QUOTED PASSAGE:
◆ ◆ ◆ ◆ ◆ ◆ ◆

All Art+, Autumn on Orchard

November 13th - November 23rd, 2025

Opening Reception:

Thursday, November 13th, 6 pm - 8 pm

Adelphia von Derka

I’m a multidisciplinary contemporary artist, creative director, and tattoo artist, with a strong focus on canvas painting and visual storytelling. My work explores themes of transformation, deformation, and moments of stillness, captured through layered compositions, bold contrasts, and expressive color. With over 14 years of experience in motion design and broadcast media across Europe, I bring a narrative-driven approach to my canvas work, merging structure with spontaneity and blending traditional techniques with a modern design language. Trained in media but rooted in fine art, I move fluidly between digital and analog processes to create emotionally resonant, visually striking pieces. My practice on canvas is a dialogue between discipline and intuition, story and form. Each piece reflects an ongoing fascination with imagination, emotional depth, and the delicate balance between chaos and calm. I’m particularly inspired by contrast, in shape, form, and color, as well as by nature: the light, the ocean, the sun, and the quiet spaces in between. In addition to painting, I work as a motion designer, illustrator, and tattoo artist, creating across disciplines while always returning to painting as the core of my evolving artistic journey.

◆ ◆ ◆ ◆ ◆ ◆ ◆

AIM 1: Count the lines in the entries below that contain the word "separate", and reply with the number alone.

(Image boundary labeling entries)
◆ ◆ ◆ ◆ ◆ ◆ ◆

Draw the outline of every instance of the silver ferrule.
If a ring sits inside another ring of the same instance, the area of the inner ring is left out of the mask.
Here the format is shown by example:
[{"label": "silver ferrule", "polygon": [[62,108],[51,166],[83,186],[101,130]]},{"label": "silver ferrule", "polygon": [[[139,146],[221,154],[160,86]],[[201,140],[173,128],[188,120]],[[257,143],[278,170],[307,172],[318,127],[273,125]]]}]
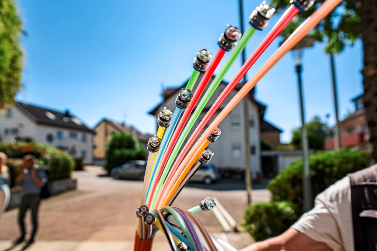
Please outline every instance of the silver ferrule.
[{"label": "silver ferrule", "polygon": [[264,1],[249,17],[250,25],[257,30],[263,30],[268,24],[270,19],[275,11],[274,8]]},{"label": "silver ferrule", "polygon": [[306,11],[314,3],[315,0],[291,0],[293,3],[301,12]]},{"label": "silver ferrule", "polygon": [[143,221],[145,224],[147,225],[151,225],[155,222],[155,216],[152,213],[147,213],[144,216]]},{"label": "silver ferrule", "polygon": [[191,90],[181,89],[175,99],[175,104],[180,109],[185,109],[188,106],[192,98]]},{"label": "silver ferrule", "polygon": [[159,149],[161,144],[161,139],[155,134],[149,138],[147,144],[147,149],[151,152],[156,152]]},{"label": "silver ferrule", "polygon": [[157,124],[161,127],[169,127],[172,122],[173,116],[173,111],[166,107],[164,107],[162,110],[160,112],[157,118]]},{"label": "silver ferrule", "polygon": [[207,212],[213,208],[216,205],[216,203],[215,203],[213,199],[211,198],[203,200],[200,202],[199,205],[202,211]]},{"label": "silver ferrule", "polygon": [[144,217],[149,212],[149,209],[146,205],[143,205],[139,207],[139,215]]},{"label": "silver ferrule", "polygon": [[214,154],[209,148],[206,149],[203,151],[202,154],[199,157],[199,161],[202,164],[207,164],[213,157]]},{"label": "silver ferrule", "polygon": [[199,50],[192,62],[194,68],[198,71],[204,72],[207,69],[211,57],[212,53],[205,49]]},{"label": "silver ferrule", "polygon": [[218,44],[224,50],[231,50],[237,45],[242,33],[238,28],[228,24],[224,33],[221,33]]},{"label": "silver ferrule", "polygon": [[216,128],[213,129],[213,131],[207,138],[207,139],[211,142],[214,142],[221,134],[221,130],[220,129],[220,126],[216,126]]},{"label": "silver ferrule", "polygon": [[191,251],[190,248],[185,244],[184,242],[181,242],[177,245],[178,251]]}]

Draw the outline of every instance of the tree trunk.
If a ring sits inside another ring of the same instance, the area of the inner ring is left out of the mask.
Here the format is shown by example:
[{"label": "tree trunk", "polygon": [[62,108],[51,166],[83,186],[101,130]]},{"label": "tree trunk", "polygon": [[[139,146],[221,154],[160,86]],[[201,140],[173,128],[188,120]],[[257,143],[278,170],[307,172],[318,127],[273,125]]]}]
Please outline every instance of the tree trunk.
[{"label": "tree trunk", "polygon": [[377,163],[377,0],[361,0],[359,14],[364,47],[364,103],[372,158]]}]

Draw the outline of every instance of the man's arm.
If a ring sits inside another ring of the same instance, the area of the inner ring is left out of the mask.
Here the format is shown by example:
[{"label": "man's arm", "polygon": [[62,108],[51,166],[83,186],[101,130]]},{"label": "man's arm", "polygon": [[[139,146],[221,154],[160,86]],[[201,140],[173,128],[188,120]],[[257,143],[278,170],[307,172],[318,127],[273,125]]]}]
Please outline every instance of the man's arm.
[{"label": "man's arm", "polygon": [[295,229],[290,228],[278,236],[256,242],[240,251],[333,251]]}]

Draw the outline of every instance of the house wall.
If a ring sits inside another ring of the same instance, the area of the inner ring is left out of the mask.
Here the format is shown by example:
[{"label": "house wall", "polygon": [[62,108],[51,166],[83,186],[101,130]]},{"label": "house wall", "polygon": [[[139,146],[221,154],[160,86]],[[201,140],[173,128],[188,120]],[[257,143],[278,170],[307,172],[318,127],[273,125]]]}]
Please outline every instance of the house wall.
[{"label": "house wall", "polygon": [[[198,81],[200,81],[200,79]],[[195,85],[197,86],[197,83]],[[209,86],[209,84],[207,85]],[[211,97],[205,106],[205,108],[211,107],[215,101],[225,88],[225,85],[221,84],[215,90]],[[205,92],[206,90],[205,90]],[[194,91],[195,91],[194,88]],[[225,100],[224,104],[220,106],[219,110],[225,107],[226,104],[234,96],[236,91],[233,91]],[[173,111],[175,109],[175,100],[178,93],[172,95],[165,100],[165,106]],[[231,111],[230,113],[225,117],[219,125],[222,131],[221,135],[216,141],[210,143],[208,146],[215,154],[213,158],[211,160],[212,164],[218,167],[232,167],[239,169],[244,169],[245,167],[245,142],[244,138],[244,100],[239,103]],[[249,120],[253,120],[253,125],[249,127],[249,142],[251,147],[254,149],[254,152],[252,153],[250,151],[250,166],[253,176],[256,177],[257,172],[261,170],[261,152],[260,140],[259,132],[260,130],[259,116],[258,107],[250,100],[248,100],[248,112]],[[158,110],[158,113],[163,108],[164,105],[160,106]],[[188,134],[187,140],[192,135],[195,128],[199,125],[202,119],[207,113],[206,111],[202,112],[197,121],[194,123]],[[218,114],[219,111],[217,112],[210,121],[208,125],[210,123],[216,116]],[[158,116],[158,113],[154,114]],[[238,125],[237,125],[238,123]],[[207,129],[207,127],[201,133],[201,135]],[[183,145],[184,145],[184,144]]]},{"label": "house wall", "polygon": [[[34,141],[49,145],[62,149],[73,157],[83,157],[85,164],[93,163],[93,134],[48,125],[38,125],[34,123],[15,107],[10,109],[10,117],[7,117],[7,111],[0,114],[0,137],[2,141],[10,141],[16,137],[30,137]],[[18,128],[18,132],[5,135],[6,128]],[[58,139],[57,132],[60,132],[61,139]],[[77,138],[70,138],[70,133],[75,133]],[[48,141],[47,136],[51,134],[52,140]],[[83,136],[84,135],[85,136]],[[85,141],[83,141],[84,137]],[[70,153],[74,146],[76,154]],[[83,156],[83,154],[84,156]]]},{"label": "house wall", "polygon": [[272,148],[272,150],[277,150],[280,145],[280,132],[262,132],[261,133],[261,138],[262,140],[268,142]]}]

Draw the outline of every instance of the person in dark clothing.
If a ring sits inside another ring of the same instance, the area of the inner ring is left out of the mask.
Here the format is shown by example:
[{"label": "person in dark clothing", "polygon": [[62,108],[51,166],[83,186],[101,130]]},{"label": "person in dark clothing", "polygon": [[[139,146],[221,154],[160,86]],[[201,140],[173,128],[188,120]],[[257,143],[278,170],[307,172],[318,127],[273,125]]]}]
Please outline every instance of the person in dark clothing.
[{"label": "person in dark clothing", "polygon": [[19,244],[25,240],[26,231],[24,219],[28,208],[31,211],[33,230],[27,244],[31,244],[38,229],[38,208],[40,201],[40,195],[43,185],[47,182],[47,176],[44,172],[36,168],[35,164],[37,158],[34,155],[28,154],[23,158],[22,170],[16,177],[16,182],[23,186],[23,196],[20,206],[18,224],[21,234],[14,243]]}]

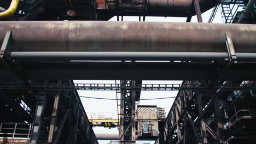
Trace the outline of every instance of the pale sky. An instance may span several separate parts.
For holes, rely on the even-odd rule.
[[[212,9],[202,14],[203,22],[207,22],[209,17],[212,13]],[[113,17],[109,21],[117,21],[117,16]],[[121,20],[121,17],[119,19]],[[142,20],[142,19],[141,19]],[[146,21],[158,21],[158,22],[185,22],[187,17],[146,17]],[[138,21],[138,16],[124,16],[124,21]],[[192,17],[192,22],[197,22],[196,16]],[[223,23],[219,9],[217,11],[216,17],[213,23]],[[74,83],[115,83],[115,81],[74,81]],[[117,81],[120,83],[119,81]],[[143,83],[181,83],[182,81],[143,81]],[[175,97],[177,91],[142,91],[141,99],[155,98],[168,97]],[[80,96],[91,97],[95,98],[116,98],[115,91],[78,91],[78,94]],[[120,95],[119,95],[120,98]],[[115,100],[91,99],[88,98],[80,98],[83,105],[88,117],[90,118],[90,113],[112,113],[112,115],[117,117],[117,101]],[[165,109],[166,115],[174,101],[173,99],[167,99],[154,100],[141,100],[140,105],[157,105],[160,107]],[[120,104],[120,102],[119,103]],[[120,110],[119,110],[120,112]],[[94,128],[95,133],[115,133],[118,134],[117,128]],[[100,144],[106,144],[109,141],[100,141]],[[147,142],[143,141],[143,142]],[[154,141],[149,141],[150,143],[154,143]],[[142,142],[139,142],[142,143]]]

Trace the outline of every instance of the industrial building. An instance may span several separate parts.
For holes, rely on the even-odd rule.
[[[255,0],[0,0],[0,143],[254,143],[255,16]],[[115,91],[117,119],[88,117],[78,91]],[[178,92],[165,115],[143,91]]]

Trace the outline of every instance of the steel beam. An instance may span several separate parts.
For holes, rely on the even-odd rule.
[[[234,46],[233,46],[234,47]],[[224,61],[227,52],[11,52],[18,61]],[[256,61],[256,53],[237,53],[237,61]]]
[[[183,62],[15,62],[22,77],[26,79],[68,80],[209,80],[219,76],[221,64]],[[256,64],[235,63],[227,70],[224,79],[252,80],[256,78]],[[0,67],[0,80],[15,80],[8,70]]]

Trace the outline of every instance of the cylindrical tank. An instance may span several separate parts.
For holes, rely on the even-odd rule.
[[[14,51],[256,52],[256,25],[109,21],[0,22],[0,44],[13,31]]]

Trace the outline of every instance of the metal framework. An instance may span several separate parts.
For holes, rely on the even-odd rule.
[[[237,13],[239,9],[244,8],[246,1],[240,0],[220,0],[219,4],[217,5],[212,12],[208,22],[212,22],[218,9],[219,9],[224,23],[236,23],[234,20],[237,20]]]
[[[70,81],[57,81],[59,84],[61,82],[73,82]],[[15,124],[14,128],[10,125],[4,126],[7,123],[1,124],[1,137],[3,137],[3,139],[8,139],[9,136],[5,134],[10,134],[10,132],[8,133],[10,130],[13,134],[13,138],[8,141],[9,143],[25,141],[26,143],[98,143],[92,129],[92,126],[87,117],[76,91],[44,90],[31,92],[25,89],[16,91],[18,93],[14,93],[11,92],[11,90],[2,90],[1,94],[3,95],[5,93],[8,95],[9,97],[8,101],[12,99],[17,101],[18,98],[15,95],[22,93],[22,100],[27,100],[27,103],[23,103],[28,105],[30,109],[30,111],[25,112],[28,115],[26,117],[20,117],[15,119],[15,117],[19,116],[19,114],[12,113],[14,115],[13,118],[6,118],[6,121],[10,122],[21,121],[21,122],[24,122],[22,119],[24,119],[28,124],[23,123],[22,125],[24,126],[21,127],[19,126],[20,125],[19,123],[13,123]],[[36,99],[33,98],[34,97]],[[18,112],[18,110],[24,111],[22,107],[25,109],[24,106],[12,105],[4,101],[2,102],[1,104],[10,107],[9,109],[11,109],[13,113]],[[8,107],[5,109],[8,110]],[[28,107],[26,106],[26,107]],[[2,121],[3,119],[0,122],[2,122]],[[27,129],[26,125],[31,126]],[[11,131],[13,129],[14,131]]]
[[[183,84],[200,82],[184,81]],[[228,81],[224,85],[230,82]],[[244,83],[250,85],[254,82]],[[254,103],[250,100],[255,101],[253,97],[245,91],[223,91],[221,88],[216,92],[207,89],[204,92],[181,90],[155,143],[250,141],[255,139],[255,133],[254,126],[250,125],[254,121],[253,110],[255,108],[249,104]],[[249,133],[241,136],[245,131]]]
[[[141,81],[121,81],[121,86],[133,87],[141,85]],[[119,141],[121,143],[134,143],[136,141],[135,105],[139,101],[141,92],[121,88]]]
[[[0,81],[1,82],[1,81]],[[30,83],[28,87],[31,90],[47,91],[179,91],[190,89],[196,91],[205,91],[210,87],[208,83],[191,83],[187,84],[133,84],[130,83]],[[255,85],[246,83],[230,83],[228,85],[218,84],[212,87],[211,89],[217,91],[222,88],[223,91],[231,90],[250,90],[255,89]],[[2,81],[0,82],[0,89],[26,89],[22,83],[8,83]]]

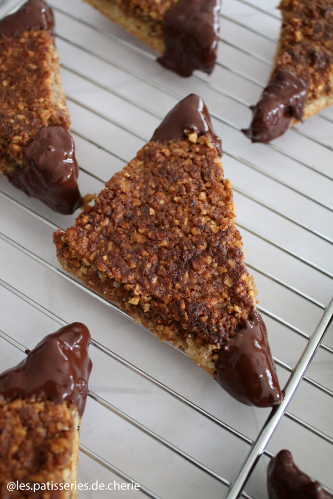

◆ ◆ ◆ ◆ ◆ ◆ ◆

AIM 2: According to the artist statement, which things in nature inspire the artist?

WRITTEN REPLY 1: 5

WRITTEN REPLY 2: The light, the ocean, the sun, and the quiet spaces in between.